Perkembangan ilmiah sangat bergantung pada industri dan ekonomi, dan karenanya sangat terkait dengan kekuasaan. Sejak saat itu, sains memainkan peran sentral dalam masyarakat dan para peneliti akhirnya menjadi profesional bayaran. Sementara itu, karena seniman tidak lagi dibutuhkan untuk mewakili kenyataan, banyak di antara mereka tanpa sadar berupaya membangun kembali hubungan konseptual dengan sains.
Meskipun peran utama mereka sebagai penjaga “hati nurani masyarakat”, beberapa seniman saat ini telah mencapai status sosial para ilmuwan. Imbalan para seniman seringkali tidak dapat diprediksi, sementara para ilmuwan umumnya menerima gaji. Tentu saja, meskipun pasar kadang-kadang mendorong seorang seniman untuk mencapai ketenaran dan kekayaan yang tak terbayangkan, tetapi secara umum jumlahnya sangat sedikit. Namun seniman tetap menikmati hak istimewa yang berharga: “kebebasan relatif dalam penciptaan.”

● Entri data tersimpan
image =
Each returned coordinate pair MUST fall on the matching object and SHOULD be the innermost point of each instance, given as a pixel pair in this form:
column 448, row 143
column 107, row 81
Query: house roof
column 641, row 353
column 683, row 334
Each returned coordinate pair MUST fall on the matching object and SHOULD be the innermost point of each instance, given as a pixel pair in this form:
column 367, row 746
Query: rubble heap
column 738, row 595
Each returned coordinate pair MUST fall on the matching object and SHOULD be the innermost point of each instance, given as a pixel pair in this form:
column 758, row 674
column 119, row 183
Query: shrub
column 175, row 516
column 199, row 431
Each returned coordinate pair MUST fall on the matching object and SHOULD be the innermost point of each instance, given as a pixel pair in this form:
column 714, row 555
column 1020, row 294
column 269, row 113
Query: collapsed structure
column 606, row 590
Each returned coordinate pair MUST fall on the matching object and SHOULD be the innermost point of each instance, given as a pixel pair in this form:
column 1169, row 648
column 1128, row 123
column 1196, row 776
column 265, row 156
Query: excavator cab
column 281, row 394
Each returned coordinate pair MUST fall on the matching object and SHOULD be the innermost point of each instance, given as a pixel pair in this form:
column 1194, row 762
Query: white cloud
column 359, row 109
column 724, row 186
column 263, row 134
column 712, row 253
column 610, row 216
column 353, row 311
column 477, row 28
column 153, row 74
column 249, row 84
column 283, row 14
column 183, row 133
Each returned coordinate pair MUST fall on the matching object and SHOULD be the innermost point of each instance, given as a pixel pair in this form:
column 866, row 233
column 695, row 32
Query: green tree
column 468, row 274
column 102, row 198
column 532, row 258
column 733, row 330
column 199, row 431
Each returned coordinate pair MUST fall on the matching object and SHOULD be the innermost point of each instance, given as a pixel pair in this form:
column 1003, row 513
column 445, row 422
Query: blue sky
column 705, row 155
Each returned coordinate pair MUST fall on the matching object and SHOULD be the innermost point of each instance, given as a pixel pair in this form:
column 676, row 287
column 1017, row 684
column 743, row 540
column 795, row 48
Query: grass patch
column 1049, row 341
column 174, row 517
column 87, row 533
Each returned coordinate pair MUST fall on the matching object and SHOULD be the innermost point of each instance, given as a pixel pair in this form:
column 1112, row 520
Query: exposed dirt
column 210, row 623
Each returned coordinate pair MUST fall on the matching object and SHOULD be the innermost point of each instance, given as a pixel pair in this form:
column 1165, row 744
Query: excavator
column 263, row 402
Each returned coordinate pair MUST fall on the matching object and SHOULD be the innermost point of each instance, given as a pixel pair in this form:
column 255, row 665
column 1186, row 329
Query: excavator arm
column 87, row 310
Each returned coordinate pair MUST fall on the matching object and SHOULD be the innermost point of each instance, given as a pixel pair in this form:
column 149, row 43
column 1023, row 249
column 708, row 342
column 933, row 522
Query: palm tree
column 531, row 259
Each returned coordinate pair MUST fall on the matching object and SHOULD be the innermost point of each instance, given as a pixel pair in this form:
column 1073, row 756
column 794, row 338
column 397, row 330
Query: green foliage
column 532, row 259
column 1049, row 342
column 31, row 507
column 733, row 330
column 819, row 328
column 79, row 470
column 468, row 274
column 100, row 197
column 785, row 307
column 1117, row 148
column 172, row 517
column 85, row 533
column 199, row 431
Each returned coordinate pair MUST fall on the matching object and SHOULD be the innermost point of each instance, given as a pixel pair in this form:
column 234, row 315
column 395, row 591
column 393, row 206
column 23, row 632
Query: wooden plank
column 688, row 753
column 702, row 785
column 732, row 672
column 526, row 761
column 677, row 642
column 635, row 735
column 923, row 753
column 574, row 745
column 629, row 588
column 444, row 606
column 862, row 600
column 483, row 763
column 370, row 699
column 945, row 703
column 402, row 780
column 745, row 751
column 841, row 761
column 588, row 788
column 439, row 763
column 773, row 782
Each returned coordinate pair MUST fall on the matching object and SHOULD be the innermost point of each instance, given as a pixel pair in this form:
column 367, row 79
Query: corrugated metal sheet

● TUJUAN LATIHAN
A) Tentukan apakah setiap pernyataan berikut sesuai dengan teks tentang sains dan seni, lalu jawab ya atau tidak dengan mengutip kata-kata teks yang menentukan jawaban itu. (i) Para ilmuwan umumnya menerima gaji. (ii) Imbalan para seniman selalu dapat diprediksi. (iii) Secara umum, pasar membuat banyak seniman mencapai ketenaran dan kekayaan.
B) Tuliskan lanjutan teks tentang sains dan seni ini, dimulai setelah kalimat terakhirnya.

● JAWABAN LATIHAN
A)
(i) Ya: “sementara para ilmuwan umumnya menerima gaji.”
(ii) Tidak: “Imbalan para seniman seringkali tidak dapat diprediksi”
(iii) Tidak: “tetapi secara umum jumlahnya sangat sedikit.”

B)
Timbulnya Gejala Universal
Kecenderungan untuk memisahkan seni dan sains dalam dunia modern pada dasarnya bukan merupakan gejala universal. Banyak seniman tertarik pada sains dan merupakan ilmuwan dalam bidang seni. Sebaliknya, banyak pula ilmuan yang tertarik pada seni dan memiliki bakat yang mumpuni dalam bidang seni. Namun sebagian besar hanya berfokus pada satu domain saja, sementara minat mereka terhadap yang lain bersifat sekunder. Kendala waktu dan hambatan teknis menjelaskan pilihan seperti itu. Selain itu, seseorang tidak dapat meremehkan perbedaan antara minat dan bakat nyata—minat saja tidak berarti menghasilkan kinerja yang signifikan.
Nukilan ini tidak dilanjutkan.